What to work on: Please convert every line of the rows below into a JSON list of strings, one string per line. Leave out blank lines.

Input data:
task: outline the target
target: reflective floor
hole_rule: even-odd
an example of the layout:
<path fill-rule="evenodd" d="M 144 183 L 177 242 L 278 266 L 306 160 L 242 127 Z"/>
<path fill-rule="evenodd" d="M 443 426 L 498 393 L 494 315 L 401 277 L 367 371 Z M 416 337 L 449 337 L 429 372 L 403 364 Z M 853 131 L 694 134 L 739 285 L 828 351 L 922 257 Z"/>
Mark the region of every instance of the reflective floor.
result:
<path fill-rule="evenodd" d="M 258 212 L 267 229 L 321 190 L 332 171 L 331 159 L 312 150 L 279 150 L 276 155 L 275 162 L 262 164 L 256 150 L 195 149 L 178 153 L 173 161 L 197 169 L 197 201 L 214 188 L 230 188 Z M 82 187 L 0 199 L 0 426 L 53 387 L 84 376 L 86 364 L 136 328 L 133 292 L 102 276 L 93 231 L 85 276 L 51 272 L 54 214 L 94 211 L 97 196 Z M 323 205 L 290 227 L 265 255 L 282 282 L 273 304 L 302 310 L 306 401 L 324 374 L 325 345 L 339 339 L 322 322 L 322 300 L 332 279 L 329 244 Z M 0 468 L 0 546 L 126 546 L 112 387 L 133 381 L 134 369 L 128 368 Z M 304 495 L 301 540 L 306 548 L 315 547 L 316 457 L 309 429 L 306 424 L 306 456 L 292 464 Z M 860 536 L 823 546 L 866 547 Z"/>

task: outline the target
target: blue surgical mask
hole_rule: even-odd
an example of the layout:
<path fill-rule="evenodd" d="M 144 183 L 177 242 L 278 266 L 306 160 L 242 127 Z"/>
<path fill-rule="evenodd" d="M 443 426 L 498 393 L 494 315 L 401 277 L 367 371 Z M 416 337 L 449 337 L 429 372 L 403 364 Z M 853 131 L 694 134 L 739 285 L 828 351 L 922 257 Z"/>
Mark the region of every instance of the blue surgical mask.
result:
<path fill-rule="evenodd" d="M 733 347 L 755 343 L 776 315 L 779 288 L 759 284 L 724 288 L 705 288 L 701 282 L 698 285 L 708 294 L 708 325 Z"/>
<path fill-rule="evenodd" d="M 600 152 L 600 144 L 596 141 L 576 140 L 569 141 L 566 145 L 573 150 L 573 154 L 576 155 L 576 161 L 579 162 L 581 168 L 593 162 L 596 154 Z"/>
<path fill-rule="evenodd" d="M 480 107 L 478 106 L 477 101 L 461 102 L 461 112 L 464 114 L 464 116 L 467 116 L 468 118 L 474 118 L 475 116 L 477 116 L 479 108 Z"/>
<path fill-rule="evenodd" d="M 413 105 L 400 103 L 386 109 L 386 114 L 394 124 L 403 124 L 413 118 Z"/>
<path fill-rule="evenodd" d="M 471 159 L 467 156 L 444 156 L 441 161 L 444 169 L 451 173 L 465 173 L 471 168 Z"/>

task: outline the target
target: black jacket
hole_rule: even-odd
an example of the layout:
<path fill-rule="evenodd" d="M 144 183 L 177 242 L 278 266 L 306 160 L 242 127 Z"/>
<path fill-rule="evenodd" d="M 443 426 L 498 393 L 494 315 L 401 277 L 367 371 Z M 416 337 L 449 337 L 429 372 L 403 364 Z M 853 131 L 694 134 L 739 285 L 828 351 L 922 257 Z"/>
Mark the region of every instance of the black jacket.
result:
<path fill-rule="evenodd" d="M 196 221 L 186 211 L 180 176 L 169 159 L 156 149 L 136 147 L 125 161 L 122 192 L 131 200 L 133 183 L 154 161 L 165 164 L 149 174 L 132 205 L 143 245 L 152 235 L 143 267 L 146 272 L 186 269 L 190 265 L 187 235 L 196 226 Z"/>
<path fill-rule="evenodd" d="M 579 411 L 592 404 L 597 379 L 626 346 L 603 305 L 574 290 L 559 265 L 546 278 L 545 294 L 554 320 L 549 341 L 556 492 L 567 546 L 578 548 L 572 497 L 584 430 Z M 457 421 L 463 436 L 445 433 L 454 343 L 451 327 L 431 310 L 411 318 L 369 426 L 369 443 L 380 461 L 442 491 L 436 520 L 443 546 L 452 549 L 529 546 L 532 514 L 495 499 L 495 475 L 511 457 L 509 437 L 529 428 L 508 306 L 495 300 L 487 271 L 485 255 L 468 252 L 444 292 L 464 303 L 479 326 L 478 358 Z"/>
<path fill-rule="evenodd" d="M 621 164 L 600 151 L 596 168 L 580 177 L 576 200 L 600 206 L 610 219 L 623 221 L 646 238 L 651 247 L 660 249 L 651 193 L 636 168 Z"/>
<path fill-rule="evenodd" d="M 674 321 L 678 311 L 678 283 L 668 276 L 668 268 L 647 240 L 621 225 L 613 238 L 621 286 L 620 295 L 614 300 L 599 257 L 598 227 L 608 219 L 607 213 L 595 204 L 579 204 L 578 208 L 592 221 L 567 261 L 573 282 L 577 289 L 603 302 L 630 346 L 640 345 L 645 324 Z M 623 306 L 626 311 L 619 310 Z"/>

The output:
[
  "task: outline the target",
  "target: reflective floor",
  "hole_rule: even-odd",
  "an example of the layout:",
  "<path fill-rule=\"evenodd\" d=\"M 144 183 L 177 242 L 278 266 L 306 160 L 242 127 Z\"/>",
  "<path fill-rule=\"evenodd\" d=\"M 443 426 L 498 393 L 494 315 L 401 277 L 367 371 Z M 416 337 L 449 337 L 429 372 L 403 364 Z M 853 131 L 694 134 L 739 285 L 828 351 L 922 257 Z\"/>",
  "Mark the region of every instance of the reflective floor.",
  "result:",
  "<path fill-rule=\"evenodd\" d=\"M 258 212 L 267 229 L 321 190 L 332 171 L 331 159 L 312 150 L 279 150 L 276 155 L 275 162 L 262 164 L 256 150 L 195 149 L 178 153 L 173 161 L 197 169 L 197 201 L 214 188 L 230 188 Z M 82 187 L 0 199 L 0 426 L 53 387 L 84 376 L 86 364 L 136 328 L 133 292 L 102 276 L 93 231 L 85 276 L 51 272 L 54 214 L 94 211 L 97 196 Z M 323 205 L 290 227 L 265 255 L 282 282 L 273 304 L 302 310 L 306 401 L 324 374 L 325 345 L 339 339 L 322 322 L 322 300 L 332 279 L 329 244 Z M 0 468 L 0 546 L 126 546 L 112 387 L 133 381 L 134 369 L 128 368 Z M 304 495 L 301 540 L 306 548 L 315 547 L 316 457 L 309 429 L 306 424 L 306 456 L 292 464 Z M 860 536 L 823 546 L 866 547 Z\"/>",
  "task: outline the target",
  "target: blue surgical mask",
  "hole_rule: even-odd",
  "an example of the layout:",
  "<path fill-rule=\"evenodd\" d=\"M 144 183 L 177 242 L 278 266 L 306 160 L 242 127 Z\"/>",
  "<path fill-rule=\"evenodd\" d=\"M 443 426 L 498 393 L 494 315 L 401 277 L 367 371 Z M 416 337 L 449 337 L 429 372 L 403 364 Z M 853 131 L 694 134 L 739 285 L 828 351 L 922 257 Z\"/>",
  "Mark the region of every instance of the blue surgical mask.",
  "result:",
  "<path fill-rule=\"evenodd\" d=\"M 733 347 L 755 343 L 776 315 L 779 288 L 759 284 L 724 288 L 705 288 L 701 282 L 698 285 L 708 294 L 708 325 Z\"/>",
  "<path fill-rule=\"evenodd\" d=\"M 600 152 L 600 144 L 596 141 L 576 140 L 569 141 L 566 145 L 573 150 L 573 154 L 576 155 L 576 161 L 579 162 L 581 168 L 593 162 L 596 154 Z\"/>",
  "<path fill-rule=\"evenodd\" d=\"M 480 107 L 478 106 L 477 101 L 461 102 L 461 112 L 464 114 L 464 116 L 467 116 L 468 118 L 474 118 L 475 116 L 477 116 L 479 108 Z\"/>",
  "<path fill-rule=\"evenodd\" d=\"M 413 105 L 400 103 L 386 109 L 386 114 L 394 124 L 403 124 L 413 118 Z\"/>",
  "<path fill-rule=\"evenodd\" d=\"M 471 159 L 467 156 L 444 156 L 441 161 L 444 169 L 451 173 L 465 173 L 471 168 Z\"/>",
  "task: outline the target",
  "target: black jacket",
  "hole_rule: even-odd",
  "an example of the layout:",
  "<path fill-rule=\"evenodd\" d=\"M 144 183 L 177 242 L 278 266 L 306 160 L 242 127 Z\"/>",
  "<path fill-rule=\"evenodd\" d=\"M 443 426 L 498 393 L 494 315 L 401 277 L 367 371 Z M 416 337 L 449 337 L 429 372 L 403 364 Z M 853 131 L 694 134 L 739 285 L 828 351 L 922 257 Z\"/>",
  "Mark the region of every instance of the black jacket.",
  "result:",
  "<path fill-rule=\"evenodd\" d=\"M 196 221 L 186 211 L 180 176 L 169 159 L 156 149 L 136 147 L 125 161 L 122 192 L 131 200 L 133 183 L 154 161 L 165 164 L 149 174 L 132 205 L 143 245 L 152 235 L 143 267 L 146 272 L 186 269 L 190 265 L 187 235 L 196 226 Z\"/>",
  "<path fill-rule=\"evenodd\" d=\"M 579 411 L 592 404 L 597 379 L 626 346 L 603 305 L 574 290 L 559 265 L 546 278 L 545 294 L 554 320 L 549 341 L 556 492 L 567 546 L 578 548 L 572 497 L 584 430 Z M 457 421 L 463 436 L 445 433 L 454 343 L 451 327 L 431 310 L 411 318 L 369 426 L 369 443 L 380 461 L 442 491 L 436 520 L 443 546 L 452 549 L 529 546 L 532 514 L 495 499 L 495 475 L 511 457 L 509 437 L 529 428 L 508 306 L 495 300 L 487 271 L 485 255 L 468 252 L 444 292 L 464 303 L 479 326 L 478 358 Z\"/>",
  "<path fill-rule=\"evenodd\" d=\"M 621 164 L 600 151 L 596 168 L 580 177 L 576 200 L 600 206 L 610 219 L 623 221 L 646 238 L 651 247 L 660 249 L 651 193 L 636 168 Z\"/>",
  "<path fill-rule=\"evenodd\" d=\"M 674 321 L 678 311 L 678 283 L 668 276 L 668 268 L 647 240 L 621 225 L 613 238 L 621 286 L 620 295 L 614 300 L 599 257 L 598 227 L 608 219 L 607 213 L 595 204 L 579 204 L 578 208 L 592 221 L 567 261 L 573 282 L 577 289 L 603 302 L 630 346 L 640 345 L 645 324 Z M 623 306 L 626 311 L 619 310 Z\"/>"
]